_RECORDS SHOWN_
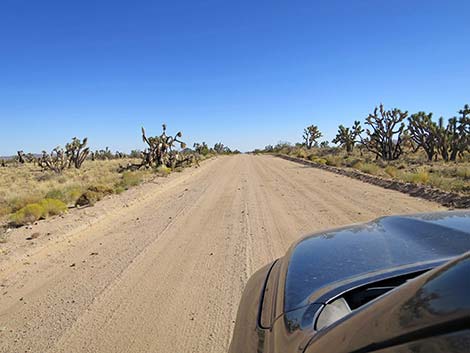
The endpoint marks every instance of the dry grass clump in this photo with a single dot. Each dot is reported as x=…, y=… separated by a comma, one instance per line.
x=391, y=171
x=24, y=185
x=35, y=211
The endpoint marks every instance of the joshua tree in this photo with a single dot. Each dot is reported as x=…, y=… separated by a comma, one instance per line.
x=454, y=139
x=21, y=157
x=423, y=133
x=347, y=137
x=201, y=148
x=76, y=152
x=219, y=147
x=311, y=135
x=159, y=147
x=160, y=152
x=56, y=161
x=384, y=138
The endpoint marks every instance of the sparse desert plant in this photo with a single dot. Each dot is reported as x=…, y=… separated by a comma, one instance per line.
x=422, y=132
x=163, y=170
x=130, y=179
x=334, y=161
x=385, y=133
x=52, y=207
x=463, y=172
x=369, y=168
x=454, y=139
x=348, y=137
x=391, y=171
x=418, y=177
x=311, y=135
x=76, y=152
x=28, y=214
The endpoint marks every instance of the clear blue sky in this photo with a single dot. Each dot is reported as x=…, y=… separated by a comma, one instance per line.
x=247, y=73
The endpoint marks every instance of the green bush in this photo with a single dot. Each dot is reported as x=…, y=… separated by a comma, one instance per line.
x=130, y=179
x=333, y=161
x=357, y=165
x=463, y=172
x=391, y=171
x=301, y=153
x=163, y=170
x=369, y=168
x=28, y=214
x=52, y=207
x=319, y=160
x=420, y=177
x=101, y=189
x=56, y=194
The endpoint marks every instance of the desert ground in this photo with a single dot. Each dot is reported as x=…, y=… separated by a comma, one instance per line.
x=161, y=267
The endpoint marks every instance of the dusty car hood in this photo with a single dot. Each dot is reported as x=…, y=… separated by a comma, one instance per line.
x=386, y=243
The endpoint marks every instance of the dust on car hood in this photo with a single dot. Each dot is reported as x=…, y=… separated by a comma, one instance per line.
x=386, y=243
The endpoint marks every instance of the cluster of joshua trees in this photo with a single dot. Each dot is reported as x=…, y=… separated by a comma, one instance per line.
x=388, y=132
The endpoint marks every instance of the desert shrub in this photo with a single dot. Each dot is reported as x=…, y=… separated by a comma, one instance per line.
x=391, y=171
x=52, y=207
x=301, y=153
x=18, y=203
x=419, y=177
x=369, y=168
x=463, y=172
x=101, y=189
x=88, y=198
x=68, y=194
x=129, y=179
x=28, y=214
x=163, y=170
x=56, y=194
x=351, y=161
x=357, y=165
x=319, y=160
x=334, y=161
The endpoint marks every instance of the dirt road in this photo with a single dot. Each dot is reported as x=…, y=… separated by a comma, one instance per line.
x=164, y=272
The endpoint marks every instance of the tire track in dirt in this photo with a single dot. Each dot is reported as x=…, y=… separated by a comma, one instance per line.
x=169, y=272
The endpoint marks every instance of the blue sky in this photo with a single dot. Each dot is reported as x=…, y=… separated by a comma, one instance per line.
x=247, y=73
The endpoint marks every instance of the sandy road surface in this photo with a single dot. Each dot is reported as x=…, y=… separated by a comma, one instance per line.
x=165, y=273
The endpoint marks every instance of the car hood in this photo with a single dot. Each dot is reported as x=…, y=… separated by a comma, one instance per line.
x=387, y=243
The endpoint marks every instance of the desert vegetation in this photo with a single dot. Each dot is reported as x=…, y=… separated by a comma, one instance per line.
x=34, y=187
x=395, y=145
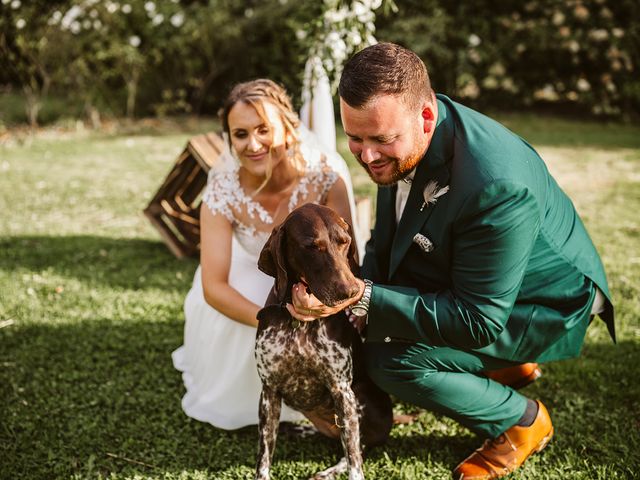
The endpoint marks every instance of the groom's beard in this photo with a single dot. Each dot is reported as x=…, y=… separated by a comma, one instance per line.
x=398, y=168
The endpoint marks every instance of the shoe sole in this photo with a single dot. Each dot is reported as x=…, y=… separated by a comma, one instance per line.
x=543, y=443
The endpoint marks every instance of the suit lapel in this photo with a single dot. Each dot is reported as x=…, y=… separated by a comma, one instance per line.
x=414, y=218
x=385, y=226
x=434, y=167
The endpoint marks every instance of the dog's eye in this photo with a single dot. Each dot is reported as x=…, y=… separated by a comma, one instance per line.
x=342, y=240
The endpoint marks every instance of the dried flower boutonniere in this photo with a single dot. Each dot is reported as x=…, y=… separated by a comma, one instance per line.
x=431, y=193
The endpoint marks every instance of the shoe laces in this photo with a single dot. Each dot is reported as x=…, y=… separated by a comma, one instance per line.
x=499, y=441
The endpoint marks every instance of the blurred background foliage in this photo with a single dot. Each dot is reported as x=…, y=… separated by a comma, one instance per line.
x=92, y=59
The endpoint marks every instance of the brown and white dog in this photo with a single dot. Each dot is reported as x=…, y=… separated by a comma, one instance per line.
x=316, y=367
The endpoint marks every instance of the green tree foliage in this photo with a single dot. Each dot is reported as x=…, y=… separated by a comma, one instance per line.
x=578, y=54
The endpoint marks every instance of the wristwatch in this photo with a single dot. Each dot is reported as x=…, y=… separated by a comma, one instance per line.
x=361, y=307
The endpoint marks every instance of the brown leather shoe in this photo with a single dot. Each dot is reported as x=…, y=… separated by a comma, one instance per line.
x=500, y=456
x=516, y=377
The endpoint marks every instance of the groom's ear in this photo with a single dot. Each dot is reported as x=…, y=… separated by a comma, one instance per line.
x=428, y=117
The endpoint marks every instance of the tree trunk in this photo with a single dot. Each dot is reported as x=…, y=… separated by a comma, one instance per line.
x=132, y=91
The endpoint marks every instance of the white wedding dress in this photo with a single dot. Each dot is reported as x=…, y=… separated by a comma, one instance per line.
x=217, y=358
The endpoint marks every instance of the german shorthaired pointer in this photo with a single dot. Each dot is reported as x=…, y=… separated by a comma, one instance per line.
x=315, y=367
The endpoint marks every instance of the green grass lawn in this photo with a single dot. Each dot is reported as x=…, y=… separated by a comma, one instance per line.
x=91, y=308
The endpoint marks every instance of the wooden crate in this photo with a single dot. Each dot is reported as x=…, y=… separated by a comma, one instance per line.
x=175, y=209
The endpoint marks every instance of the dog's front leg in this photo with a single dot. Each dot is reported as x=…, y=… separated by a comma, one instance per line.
x=347, y=418
x=269, y=416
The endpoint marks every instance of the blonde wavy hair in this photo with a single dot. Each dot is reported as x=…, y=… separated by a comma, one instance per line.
x=256, y=93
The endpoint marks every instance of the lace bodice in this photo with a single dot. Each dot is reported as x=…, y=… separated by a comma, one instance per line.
x=252, y=224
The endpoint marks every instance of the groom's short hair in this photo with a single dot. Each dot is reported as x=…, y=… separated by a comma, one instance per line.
x=384, y=69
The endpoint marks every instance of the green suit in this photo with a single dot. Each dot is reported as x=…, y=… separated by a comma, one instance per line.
x=498, y=271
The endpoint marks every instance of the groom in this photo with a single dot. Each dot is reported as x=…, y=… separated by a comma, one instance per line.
x=478, y=261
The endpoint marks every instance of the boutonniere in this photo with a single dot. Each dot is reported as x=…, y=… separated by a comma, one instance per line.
x=423, y=242
x=431, y=193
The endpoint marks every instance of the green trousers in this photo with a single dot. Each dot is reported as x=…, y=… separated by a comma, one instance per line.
x=447, y=381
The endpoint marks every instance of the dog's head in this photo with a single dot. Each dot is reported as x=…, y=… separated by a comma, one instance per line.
x=313, y=245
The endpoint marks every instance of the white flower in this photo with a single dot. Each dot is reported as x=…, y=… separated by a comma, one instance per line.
x=431, y=193
x=177, y=19
x=474, y=40
x=423, y=242
x=574, y=46
x=558, y=18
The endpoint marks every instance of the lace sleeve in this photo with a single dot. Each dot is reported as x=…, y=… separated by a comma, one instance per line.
x=217, y=195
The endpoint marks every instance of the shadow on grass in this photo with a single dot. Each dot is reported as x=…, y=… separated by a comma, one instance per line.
x=102, y=397
x=126, y=263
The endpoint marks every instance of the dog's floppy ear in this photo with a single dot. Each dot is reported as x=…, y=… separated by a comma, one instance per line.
x=272, y=261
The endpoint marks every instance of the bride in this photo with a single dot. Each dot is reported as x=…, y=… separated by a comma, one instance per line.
x=273, y=173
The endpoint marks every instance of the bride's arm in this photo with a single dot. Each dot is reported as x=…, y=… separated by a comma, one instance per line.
x=215, y=260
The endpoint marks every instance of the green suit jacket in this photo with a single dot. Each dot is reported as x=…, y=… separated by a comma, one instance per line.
x=510, y=269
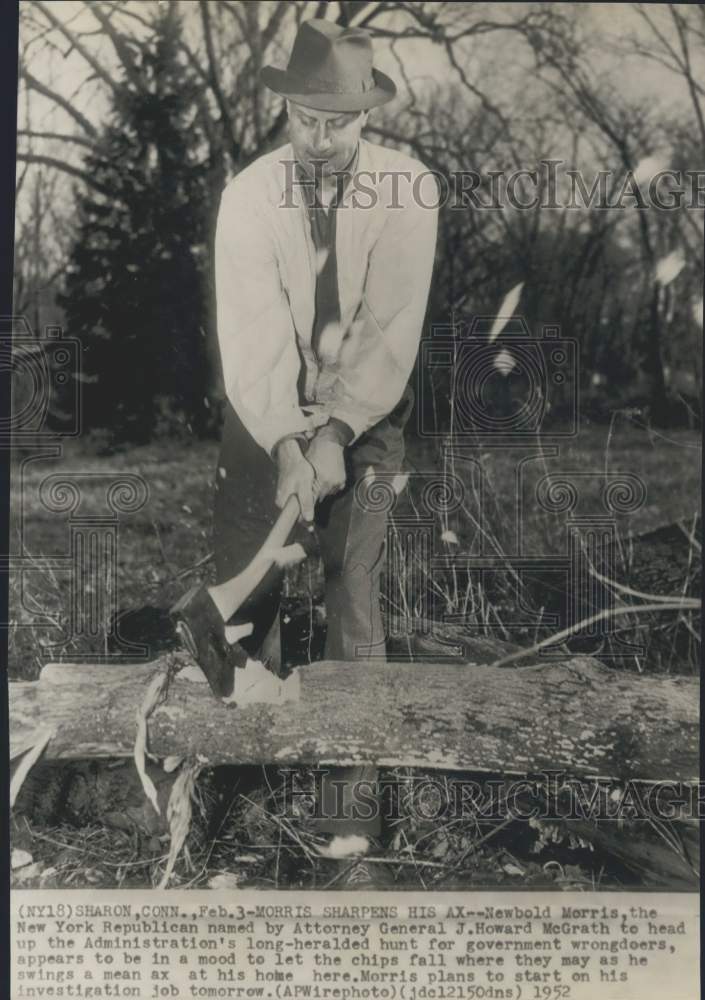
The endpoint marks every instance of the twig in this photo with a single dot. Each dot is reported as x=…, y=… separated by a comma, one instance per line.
x=601, y=616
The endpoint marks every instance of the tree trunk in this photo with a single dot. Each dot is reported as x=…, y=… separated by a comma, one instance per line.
x=577, y=716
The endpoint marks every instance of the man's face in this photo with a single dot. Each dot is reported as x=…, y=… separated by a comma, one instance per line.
x=331, y=137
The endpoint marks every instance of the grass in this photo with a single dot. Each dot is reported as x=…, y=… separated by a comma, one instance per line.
x=165, y=547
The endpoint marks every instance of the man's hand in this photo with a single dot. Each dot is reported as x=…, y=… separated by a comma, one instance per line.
x=327, y=458
x=296, y=475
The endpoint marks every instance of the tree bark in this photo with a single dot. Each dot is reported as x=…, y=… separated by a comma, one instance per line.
x=576, y=716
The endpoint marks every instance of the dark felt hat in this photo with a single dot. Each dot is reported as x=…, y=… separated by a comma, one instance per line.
x=330, y=69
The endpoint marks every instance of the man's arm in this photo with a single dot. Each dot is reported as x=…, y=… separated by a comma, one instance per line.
x=255, y=330
x=377, y=358
x=257, y=342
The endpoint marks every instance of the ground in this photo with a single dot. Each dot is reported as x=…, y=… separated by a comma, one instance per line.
x=164, y=547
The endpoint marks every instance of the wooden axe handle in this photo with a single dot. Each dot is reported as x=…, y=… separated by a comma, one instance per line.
x=242, y=585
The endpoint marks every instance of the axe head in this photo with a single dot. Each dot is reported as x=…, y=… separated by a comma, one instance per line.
x=230, y=672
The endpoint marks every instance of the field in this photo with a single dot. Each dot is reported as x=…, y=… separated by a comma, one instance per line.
x=164, y=548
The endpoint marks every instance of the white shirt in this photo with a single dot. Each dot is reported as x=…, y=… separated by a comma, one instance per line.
x=265, y=284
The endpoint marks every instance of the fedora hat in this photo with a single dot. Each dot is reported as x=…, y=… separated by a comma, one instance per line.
x=330, y=69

_PROBLEM_
Swap "single dot" for "single point" in everything from the line containing "The endpoint marks every instance of the man's arm" down to the line containing "x=164, y=547". Reproduce only those lines, changing nothing else.

_SOLUTION TO THIS TASK_
The endpoint marks every instance of the man's arm in this photo with a single point. Each dot is reported as x=…, y=… separated by a comma, one instance per line.
x=255, y=330
x=377, y=358
x=257, y=342
The endpoint marks every instance of the ground in this photo with a single point. Each dot is reported as x=…, y=… separated by a comma, one instance per line.
x=164, y=547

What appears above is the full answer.